Task ->
Reproduce each of the following lines word for word, without changing anything.

....................

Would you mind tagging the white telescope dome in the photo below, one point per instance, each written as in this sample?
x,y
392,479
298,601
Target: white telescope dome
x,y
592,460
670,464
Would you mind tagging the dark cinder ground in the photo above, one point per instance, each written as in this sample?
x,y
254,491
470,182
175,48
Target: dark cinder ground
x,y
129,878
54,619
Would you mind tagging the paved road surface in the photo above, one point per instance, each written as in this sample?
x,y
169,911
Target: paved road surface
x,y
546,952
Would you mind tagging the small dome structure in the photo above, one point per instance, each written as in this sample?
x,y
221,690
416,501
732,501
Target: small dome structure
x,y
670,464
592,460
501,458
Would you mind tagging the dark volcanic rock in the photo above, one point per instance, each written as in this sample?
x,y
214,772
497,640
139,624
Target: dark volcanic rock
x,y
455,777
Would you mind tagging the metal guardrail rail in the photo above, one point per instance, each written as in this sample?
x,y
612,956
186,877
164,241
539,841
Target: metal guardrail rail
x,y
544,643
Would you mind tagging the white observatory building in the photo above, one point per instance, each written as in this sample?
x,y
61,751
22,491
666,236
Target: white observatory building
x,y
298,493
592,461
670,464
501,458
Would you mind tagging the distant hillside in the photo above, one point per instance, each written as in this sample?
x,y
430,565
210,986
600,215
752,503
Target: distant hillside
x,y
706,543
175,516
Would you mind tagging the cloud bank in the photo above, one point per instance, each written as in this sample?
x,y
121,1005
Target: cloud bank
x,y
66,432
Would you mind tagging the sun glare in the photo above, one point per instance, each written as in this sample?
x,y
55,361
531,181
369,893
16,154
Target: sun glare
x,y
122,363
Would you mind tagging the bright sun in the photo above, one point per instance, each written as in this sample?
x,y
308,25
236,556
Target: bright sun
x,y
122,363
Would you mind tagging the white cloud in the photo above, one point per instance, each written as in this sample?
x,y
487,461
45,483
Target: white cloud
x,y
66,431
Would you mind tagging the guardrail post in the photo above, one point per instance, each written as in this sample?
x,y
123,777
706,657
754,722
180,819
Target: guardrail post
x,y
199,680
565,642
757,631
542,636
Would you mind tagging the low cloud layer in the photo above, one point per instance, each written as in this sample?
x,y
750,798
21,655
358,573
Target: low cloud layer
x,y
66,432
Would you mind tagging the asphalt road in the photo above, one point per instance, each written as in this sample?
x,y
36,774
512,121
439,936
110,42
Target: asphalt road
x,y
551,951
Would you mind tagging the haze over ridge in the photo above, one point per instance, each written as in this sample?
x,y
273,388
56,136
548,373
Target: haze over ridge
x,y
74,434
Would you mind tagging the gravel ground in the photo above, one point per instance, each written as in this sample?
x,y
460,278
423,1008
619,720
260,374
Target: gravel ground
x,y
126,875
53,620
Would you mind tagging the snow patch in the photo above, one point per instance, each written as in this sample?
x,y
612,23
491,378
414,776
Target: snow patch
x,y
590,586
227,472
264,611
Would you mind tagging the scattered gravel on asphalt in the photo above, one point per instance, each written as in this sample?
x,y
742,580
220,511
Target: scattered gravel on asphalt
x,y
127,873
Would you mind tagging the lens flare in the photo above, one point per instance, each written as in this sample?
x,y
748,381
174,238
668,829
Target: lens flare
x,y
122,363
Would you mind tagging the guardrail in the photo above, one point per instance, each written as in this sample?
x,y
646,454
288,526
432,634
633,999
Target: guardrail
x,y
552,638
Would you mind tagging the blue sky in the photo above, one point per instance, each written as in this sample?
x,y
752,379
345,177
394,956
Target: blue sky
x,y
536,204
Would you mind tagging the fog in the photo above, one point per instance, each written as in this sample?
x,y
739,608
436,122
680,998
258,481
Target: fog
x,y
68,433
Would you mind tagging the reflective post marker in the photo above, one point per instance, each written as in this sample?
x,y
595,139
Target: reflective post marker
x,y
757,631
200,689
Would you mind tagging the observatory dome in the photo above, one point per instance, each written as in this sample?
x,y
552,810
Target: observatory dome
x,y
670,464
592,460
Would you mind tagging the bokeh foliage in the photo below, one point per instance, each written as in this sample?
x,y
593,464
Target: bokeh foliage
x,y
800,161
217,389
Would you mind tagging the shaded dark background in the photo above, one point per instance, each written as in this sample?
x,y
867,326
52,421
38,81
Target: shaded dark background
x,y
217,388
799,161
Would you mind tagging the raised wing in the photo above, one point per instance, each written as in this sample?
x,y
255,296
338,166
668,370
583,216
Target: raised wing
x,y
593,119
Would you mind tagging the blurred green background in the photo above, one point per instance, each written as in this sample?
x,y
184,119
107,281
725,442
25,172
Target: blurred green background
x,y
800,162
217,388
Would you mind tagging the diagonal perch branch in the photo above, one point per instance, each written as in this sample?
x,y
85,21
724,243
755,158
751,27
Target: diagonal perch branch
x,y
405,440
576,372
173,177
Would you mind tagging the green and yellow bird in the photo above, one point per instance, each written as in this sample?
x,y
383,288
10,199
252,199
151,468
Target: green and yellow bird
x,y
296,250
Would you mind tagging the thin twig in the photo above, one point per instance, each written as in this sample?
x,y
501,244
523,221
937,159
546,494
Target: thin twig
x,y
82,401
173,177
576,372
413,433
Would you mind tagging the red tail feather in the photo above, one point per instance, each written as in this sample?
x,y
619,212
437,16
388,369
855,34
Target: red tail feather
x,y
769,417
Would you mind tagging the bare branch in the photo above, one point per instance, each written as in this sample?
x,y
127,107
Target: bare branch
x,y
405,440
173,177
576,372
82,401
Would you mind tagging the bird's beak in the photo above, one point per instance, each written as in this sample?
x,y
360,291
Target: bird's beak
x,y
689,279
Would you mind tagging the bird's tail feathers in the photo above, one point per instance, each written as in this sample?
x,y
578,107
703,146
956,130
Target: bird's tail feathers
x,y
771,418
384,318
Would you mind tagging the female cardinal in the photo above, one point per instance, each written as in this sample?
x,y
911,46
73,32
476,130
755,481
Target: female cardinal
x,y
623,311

....................

Task response ->
Would you mind tagging the white telescope dome in the photo below, one point per instance, each written as in this sample?
x,y
392,479
298,601
Target: white telescope dome
x,y
592,460
670,464
Would you mind tagging the dark cinder ground in the photo above, one point per instance, each written as in this sample?
x,y
254,491
470,182
175,48
Target: dark cinder ground
x,y
129,878
54,619
Would you mind tagging the paved road surface in the photo above, one point per instance, each written as in this sample?
x,y
169,911
Target: paved road surface
x,y
546,952
Would you mind tagging the small dome structure in the photo above, one point per instance, each written as in this sample?
x,y
221,690
416,501
732,501
Target: small dome structure
x,y
670,464
592,460
501,458
Would you mind tagging the dark volcanic rock in the photo above, one point per instance, each written as in this sample?
x,y
214,772
497,640
139,624
Target: dark volcanic rock
x,y
455,777
Would you mind tagging the metal guardrail rail in the photo above, one point per instance, each written as in this sample?
x,y
612,956
186,877
164,241
539,841
Target: metal guardrail rail
x,y
544,643
Would you mind tagging the white observatory building in the photo above, one point per instance, each written as in this sample?
x,y
61,751
22,491
666,236
Target: white observatory building
x,y
298,493
592,461
670,464
501,458
Would you mind tagging the distant hillside in the photo above, one point per instance, each written as in this sample?
x,y
430,565
210,986
600,215
752,503
Target: distant hillside
x,y
706,543
175,516
Would you mind tagging the cloud bank in the photo above, one point per instance, each written as in this sample?
x,y
121,1005
Target: cloud bank
x,y
66,432
Would you mind tagging the sun glare in the photo above, one point per instance, each written as in this sample?
x,y
55,361
531,181
369,893
16,154
Target: sun glare
x,y
122,363
Would you mind tagging the bright sun in the photo above, one point per instance, each written as in this sample?
x,y
308,25
236,556
Target: bright sun
x,y
122,363
Would you mind tagging the white cloud in the photo above, one point per instance, each written as in this sample?
x,y
487,461
45,483
Target: white cloud
x,y
66,431
Would you mind tagging the guardrail post in the photo above, one point per instance, each written as in this sample?
x,y
123,777
706,657
754,722
180,819
Target: guardrail post
x,y
199,680
565,642
757,631
542,636
Would you mind tagging the low cloud layer in the photo above, one point per instance, each written as in this sample?
x,y
750,798
21,655
358,573
Target: low cloud layer
x,y
66,432
Would you mind tagging the asphalt road in the photo above, one point per instance, each written as in this sample?
x,y
36,774
512,121
439,936
110,42
Target: asphalt road
x,y
551,951
Would you mind tagging the haze over ridge in the photo above, one point per instance, each written as in this sample?
x,y
273,388
56,136
548,373
Target: haze over ridge
x,y
74,434
Would you mind tagging the gravel ground in the photo above, one point per instance, each written as in this sample?
x,y
460,278
423,1008
619,720
260,374
Target: gravel ground
x,y
126,875
53,620
Would you mind tagging the snow patch in the photo above, one point per instance, each written as in this sample?
x,y
612,23
491,378
414,776
Target: snow patch
x,y
590,586
227,472
264,611
Would you mind tagging the scattered gravel on asphalt in the photo above, one point per instance, each written as in this sample?
x,y
742,580
220,511
Target: scattered gravel on asphalt
x,y
127,873
Would you mind tagging the lens flare in the photo above, one point per instance, each written as in this sample?
x,y
748,381
174,238
668,829
Target: lens flare
x,y
122,363
Would you mind tagging the guardrail in the photo above, one point per instance, each written as in this sample?
x,y
646,454
288,526
432,634
633,999
Target: guardrail
x,y
552,638
Would you mind tagging the blue sky in the photo above, one point per instance, each written as in this sample?
x,y
752,379
345,177
394,956
Target: blue sky
x,y
536,204
Would you mind tagging the fog in the photo above, one point per instance, each written as in this sample?
x,y
739,608
436,122
680,998
258,481
Target: fog
x,y
68,433
Would you mind tagging the reflective post marker in the photo above, one point per instance, each written as in this sample?
x,y
595,139
Target: reflective post marker
x,y
757,631
200,689
Would you mind tagging the observatory dome in the photo above, one point per instance, each written as in this sample?
x,y
552,810
Target: observatory dome
x,y
670,464
592,460
Would you mind tagging the bokeh foliage in the photo below, one point per instance, each written as in this sample?
x,y
593,464
Target: bokeh foliage
x,y
800,161
217,389
Would you mind tagging the shaded dark background in the photo above, one point per instance, each written as in this sample?
x,y
867,326
52,421
38,81
Target: shaded dark background
x,y
217,388
799,161
Would you mind tagging the raised wing in the photo above, one point per instance, each written as in this sample?
x,y
255,296
338,166
668,370
583,216
Target: raised wing
x,y
593,119
Would you mind tagging the blurred green background in the photo above, one point per instance, each written as in this sample?
x,y
184,119
107,281
725,442
25,172
Target: blurred green background
x,y
800,162
217,388
Would you mind tagging the diagonal perch branch in the photo above, one point per instance, each written as in this sample?
x,y
85,21
724,243
755,158
751,27
Target: diagonal perch branch
x,y
405,440
576,372
173,177
Would you mind tagging the green and yellow bird in the photo above, one point per instance, each written as in this sample?
x,y
383,288
10,199
252,199
151,468
Target: green and yellow bird
x,y
296,250
Would you mind tagging the thin twig in the photo above, one point per instance, each written as in this sample?
x,y
501,244
523,221
937,159
546,494
Target: thin twig
x,y
82,401
173,177
576,372
413,433
Would you mind tagging the red tail feather in the photo above, one point per instance, each written as in this sample?
x,y
619,212
437,16
388,369
855,34
Target: red tail feather
x,y
769,417
Would you mind tagging the bare branch in the photo above, one point per instance, each written as in this sample?
x,y
127,107
Target: bare branch
x,y
405,440
173,177
576,372
82,401
Would you mind tagging the bird's beak in the photo above, one point per instance, each written as in this sample?
x,y
360,291
Target: bird's beak
x,y
689,279
Would you mind tagging the bird's tail feathers in the photo above, one point per instance, each written as in this sample?
x,y
578,107
703,146
956,130
Target: bird's tail feathers
x,y
771,418
384,318
Would you mind tagging the female cardinal in the photo above, one point per instance, each written as in this sample?
x,y
911,46
73,32
476,130
755,481
Target: female cardinal
x,y
623,311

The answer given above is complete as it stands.